The task >>
Swap every instance of "bounding boxes" in the records below for "box coordinates", and reproduce all of the records with everything else unchanged.

Supplied records >>
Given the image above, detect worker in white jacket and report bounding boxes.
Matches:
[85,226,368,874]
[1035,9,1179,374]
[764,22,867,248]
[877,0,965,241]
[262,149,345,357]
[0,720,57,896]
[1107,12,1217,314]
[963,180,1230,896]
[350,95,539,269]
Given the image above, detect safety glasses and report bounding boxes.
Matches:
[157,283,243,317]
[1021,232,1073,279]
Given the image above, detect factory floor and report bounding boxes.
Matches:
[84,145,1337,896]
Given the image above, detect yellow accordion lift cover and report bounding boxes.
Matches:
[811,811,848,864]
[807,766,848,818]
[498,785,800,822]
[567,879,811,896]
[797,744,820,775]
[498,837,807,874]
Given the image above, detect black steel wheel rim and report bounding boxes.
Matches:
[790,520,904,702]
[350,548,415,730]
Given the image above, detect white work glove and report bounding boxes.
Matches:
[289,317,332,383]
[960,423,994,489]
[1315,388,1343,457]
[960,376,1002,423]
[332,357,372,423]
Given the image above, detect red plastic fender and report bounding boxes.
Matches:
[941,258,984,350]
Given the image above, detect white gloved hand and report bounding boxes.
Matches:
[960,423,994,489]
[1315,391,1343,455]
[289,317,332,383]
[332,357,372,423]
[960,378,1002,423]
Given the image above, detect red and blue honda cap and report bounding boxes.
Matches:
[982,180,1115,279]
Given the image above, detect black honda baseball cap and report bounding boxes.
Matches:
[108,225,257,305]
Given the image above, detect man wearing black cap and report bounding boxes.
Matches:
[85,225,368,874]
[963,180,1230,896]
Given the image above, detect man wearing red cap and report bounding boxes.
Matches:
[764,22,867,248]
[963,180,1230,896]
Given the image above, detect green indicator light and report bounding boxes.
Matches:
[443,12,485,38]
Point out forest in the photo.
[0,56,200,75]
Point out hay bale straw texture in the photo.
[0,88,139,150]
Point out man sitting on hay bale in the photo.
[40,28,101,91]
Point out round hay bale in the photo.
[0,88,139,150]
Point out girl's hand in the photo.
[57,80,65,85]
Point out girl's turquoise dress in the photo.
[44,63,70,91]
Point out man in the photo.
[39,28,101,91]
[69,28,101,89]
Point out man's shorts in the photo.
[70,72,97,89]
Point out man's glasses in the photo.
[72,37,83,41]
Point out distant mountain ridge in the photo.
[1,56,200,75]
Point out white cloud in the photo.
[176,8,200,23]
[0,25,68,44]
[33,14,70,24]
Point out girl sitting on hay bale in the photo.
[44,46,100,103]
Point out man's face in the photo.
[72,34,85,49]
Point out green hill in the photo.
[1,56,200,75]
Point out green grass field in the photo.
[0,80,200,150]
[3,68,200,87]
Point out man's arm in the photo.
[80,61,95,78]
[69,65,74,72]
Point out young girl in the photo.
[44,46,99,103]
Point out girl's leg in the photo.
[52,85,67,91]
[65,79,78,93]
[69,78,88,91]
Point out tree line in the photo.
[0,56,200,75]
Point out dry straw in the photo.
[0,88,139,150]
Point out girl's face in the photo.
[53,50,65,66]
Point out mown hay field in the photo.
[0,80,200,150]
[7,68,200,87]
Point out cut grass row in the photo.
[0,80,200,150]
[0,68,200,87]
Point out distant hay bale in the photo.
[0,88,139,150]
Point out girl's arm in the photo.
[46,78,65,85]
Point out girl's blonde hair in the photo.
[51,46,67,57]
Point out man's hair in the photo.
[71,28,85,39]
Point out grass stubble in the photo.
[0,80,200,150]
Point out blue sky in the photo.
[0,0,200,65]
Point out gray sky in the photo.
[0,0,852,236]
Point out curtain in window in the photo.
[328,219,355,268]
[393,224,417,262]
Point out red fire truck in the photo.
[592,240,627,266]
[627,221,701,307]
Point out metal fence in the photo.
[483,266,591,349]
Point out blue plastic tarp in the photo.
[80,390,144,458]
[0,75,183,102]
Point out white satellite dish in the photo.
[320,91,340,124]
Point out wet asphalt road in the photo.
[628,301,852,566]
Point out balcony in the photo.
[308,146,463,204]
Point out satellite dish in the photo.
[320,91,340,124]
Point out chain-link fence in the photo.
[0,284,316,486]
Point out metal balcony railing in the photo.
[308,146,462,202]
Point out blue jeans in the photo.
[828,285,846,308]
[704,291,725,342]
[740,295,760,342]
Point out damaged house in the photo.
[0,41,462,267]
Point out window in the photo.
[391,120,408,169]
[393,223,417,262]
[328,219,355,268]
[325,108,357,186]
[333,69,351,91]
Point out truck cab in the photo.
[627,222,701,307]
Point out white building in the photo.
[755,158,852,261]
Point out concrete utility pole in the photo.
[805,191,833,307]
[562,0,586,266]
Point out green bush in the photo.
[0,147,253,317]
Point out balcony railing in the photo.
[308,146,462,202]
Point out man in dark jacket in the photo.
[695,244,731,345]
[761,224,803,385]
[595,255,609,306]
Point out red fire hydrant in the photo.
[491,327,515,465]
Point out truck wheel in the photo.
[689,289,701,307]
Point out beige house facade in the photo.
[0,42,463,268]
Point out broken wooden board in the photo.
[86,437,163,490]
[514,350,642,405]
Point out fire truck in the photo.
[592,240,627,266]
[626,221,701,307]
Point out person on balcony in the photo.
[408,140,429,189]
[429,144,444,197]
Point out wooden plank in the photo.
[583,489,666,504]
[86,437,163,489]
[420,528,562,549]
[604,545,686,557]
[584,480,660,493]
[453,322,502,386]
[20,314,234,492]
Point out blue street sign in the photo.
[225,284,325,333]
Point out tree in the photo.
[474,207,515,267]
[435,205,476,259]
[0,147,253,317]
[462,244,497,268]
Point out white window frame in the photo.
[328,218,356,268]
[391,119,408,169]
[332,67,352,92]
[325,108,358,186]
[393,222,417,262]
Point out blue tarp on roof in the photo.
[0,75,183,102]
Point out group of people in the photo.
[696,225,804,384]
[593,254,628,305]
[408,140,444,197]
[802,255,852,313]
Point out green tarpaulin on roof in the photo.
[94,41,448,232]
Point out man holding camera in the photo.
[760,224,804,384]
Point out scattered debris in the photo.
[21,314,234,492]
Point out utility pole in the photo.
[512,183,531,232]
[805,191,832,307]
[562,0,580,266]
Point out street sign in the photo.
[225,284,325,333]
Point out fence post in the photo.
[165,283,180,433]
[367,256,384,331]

Answer to this problem >>
Given the image above, detect worker in white jacket and report box coordinates.
Matches:
[85,226,368,874]
[1035,9,1179,374]
[764,22,867,248]
[877,0,965,241]
[262,149,345,357]
[0,720,57,896]
[1107,12,1217,314]
[963,180,1230,896]
[350,95,539,269]
Given the image above, detect safety glasses and report box coordinates.
Matches:
[157,283,243,317]
[1021,232,1073,279]
Given the image above, detect factory floor and report box coordinates.
Matches:
[84,145,1337,896]
Given the image above, detect yellow accordion lift cover and report box coordinates.
Matches:
[811,811,848,864]
[807,766,848,818]
[498,785,800,822]
[567,879,811,896]
[797,744,820,775]
[498,837,807,874]
Given the image above, detect black steel wheel rim and report box coordinates.
Matches:
[790,520,904,702]
[350,548,415,730]
Given the image above, detect white work glove and report box coordinates.
Matches:
[289,317,332,383]
[960,423,994,489]
[1315,388,1343,457]
[960,376,1002,423]
[332,357,372,423]
Given the image above, detect red plastic fender and report box coordinates.
Matches:
[941,258,984,350]
Given the image above, detect white gloved hand and report box coordinates.
Matches:
[960,423,994,489]
[1315,391,1343,455]
[289,317,332,383]
[332,357,372,423]
[960,378,1002,423]
Given the image above, detect red and blue honda cap and report box coordinates.
Matches:
[982,180,1115,279]
Given the image above, detect black honda baseball cap and report box coordinates.
Matches:
[108,225,257,305]
Given the image above, detect man wearing black cap and report box coordinates.
Matches:
[85,225,368,874]
[963,180,1230,896]
Given the image above, detect man wearing red cap and report box coordinates.
Matches:
[764,22,867,248]
[963,180,1230,896]
Given the image above, detect green indicator light and report box coordinates.
Matches:
[443,12,485,38]
Point out forest in the photo.
[0,56,200,75]
Point out hay bale straw texture in the photo.
[0,88,139,150]
Point out man sitting on hay bale in the photo.
[40,28,101,91]
Point out round hay bale in the photo.
[0,88,139,150]
Point out girl's hand in the photo.
[57,80,65,85]
Point out girl's turquoise dress in the photo.
[44,63,70,91]
Point out man in the photo.
[39,28,101,91]
[69,28,101,89]
Point out man's shorts in the photo.
[70,72,97,89]
Point out man's glasses in the photo.
[72,37,83,41]
Point out distant mountain ridge in the photo.
[1,56,200,75]
Point out white cloud in the photo.
[176,8,200,23]
[0,25,68,44]
[33,14,70,24]
Point out girl sitting on hay bale in the photo.
[44,46,100,103]
Point out man's face in the photo.
[72,34,85,49]
Point out green hill in the photo.
[1,56,200,75]
Point out green grass field in the photo.
[0,80,200,150]
[3,68,200,87]
Point out man's arm in the photo.
[80,61,95,78]
[69,65,74,72]
Point out young girl in the photo.
[44,46,99,103]
Point out girl's leg in the photo.
[52,85,67,91]
[65,79,78,93]
[69,78,88,91]
Point out tree line in the photo.
[0,56,200,75]
Point out dry straw in the photo.
[0,88,139,150]
Point out girl's face in the photo.
[53,50,65,66]
Point out mown hay field in the photo.
[0,80,200,150]
[7,68,200,87]
Point out cut grass row in the photo.
[0,80,200,150]
[0,68,200,87]
Point out distant hay bale in the photo.
[0,88,139,150]
Point out girl's arm in the photo.
[46,78,65,85]
Point out girl's blonde hair in the photo.
[51,46,67,57]
Point out man's hair in the photo.
[71,28,85,39]
Point out grass stubble in the photo.
[0,80,200,150]
Point out blue sky in the photo.
[0,0,200,65]
Point out gray sky in the photo.
[0,0,852,236]
Point out curtain in window in the photo.
[328,219,355,268]
[393,224,417,262]
Point out red fire truck in the photo.
[592,240,627,266]
[627,221,701,307]
Point out metal fence in the photo.
[483,266,591,349]
Point out blue plastic tarp in the photo.
[80,390,144,458]
[0,75,183,102]
Point out white satellite dish in the photo.
[320,91,340,124]
Point out wet asphalt road in the photo.
[628,301,852,566]
Point out balcony in the photo.
[308,146,463,204]
Point out satellite dish in the photo.
[320,91,340,124]
Point out chain-link fence in the photo.
[0,284,316,486]
Point out metal balcony railing in the photo.
[308,146,462,202]
Point out blue jeans in the photo.
[828,285,846,308]
[704,291,725,342]
[740,295,760,342]
Point out damaged house in the photo.
[0,41,462,267]
Point out window in the photo.
[391,120,408,169]
[393,223,417,262]
[328,219,355,268]
[325,108,357,186]
[333,69,351,91]
Point out truck cab in the photo.
[627,222,701,307]
Point out white building in the photo.
[755,158,852,261]
Point out concrete utility pole in the photo.
[805,191,833,307]
[562,0,586,266]
Point out green bush in the photo.
[0,147,253,317]
Point out balcony railing in the photo.
[308,146,462,202]
Point out man in dark jacket in the photo.
[695,244,731,345]
[761,224,803,385]
[595,255,609,306]
Point out red fire hydrant in the photo.
[491,327,515,465]
Point out truck wheel in the photo.
[689,289,701,307]
Point out beige house facade in the photo.
[0,42,463,268]
Point out broken wooden board in the photo.
[86,437,163,490]
[514,350,642,405]
Point out fire truck in the photo.
[592,240,627,266]
[626,221,701,307]
Point out person on balcony in the photo.
[408,140,429,189]
[429,144,444,197]
Point out wooden plank in the photo.
[583,489,666,504]
[86,437,163,489]
[420,528,562,549]
[604,545,686,557]
[584,480,660,493]
[453,322,502,386]
[20,314,234,492]
Point out blue street sign in the photo.
[225,284,325,333]
Point out tree in the photo.
[474,207,515,267]
[435,205,476,259]
[0,147,253,317]
[462,244,497,268]
Point out white window frame in the photo.
[328,218,356,268]
[391,119,408,169]
[332,67,352,92]
[325,108,358,186]
[393,222,417,262]
Point out blue tarp on roof in the photo.
[0,75,183,102]
Point out group of people in the photo.
[696,225,804,384]
[593,254,628,305]
[408,140,444,197]
[802,255,852,313]
Point out green tarpaulin on roof in the photo.
[94,41,448,232]
Point out man holding camera in the photo.
[760,224,804,384]
Point out scattered debris in the photo.
[21,314,234,492]
Point out utility pole in the photo.
[512,183,531,232]
[805,191,832,307]
[562,0,580,266]
Point out street sign in the photo.
[225,284,325,333]
Point out fence post in the photo.
[165,283,180,433]
[367,256,384,331]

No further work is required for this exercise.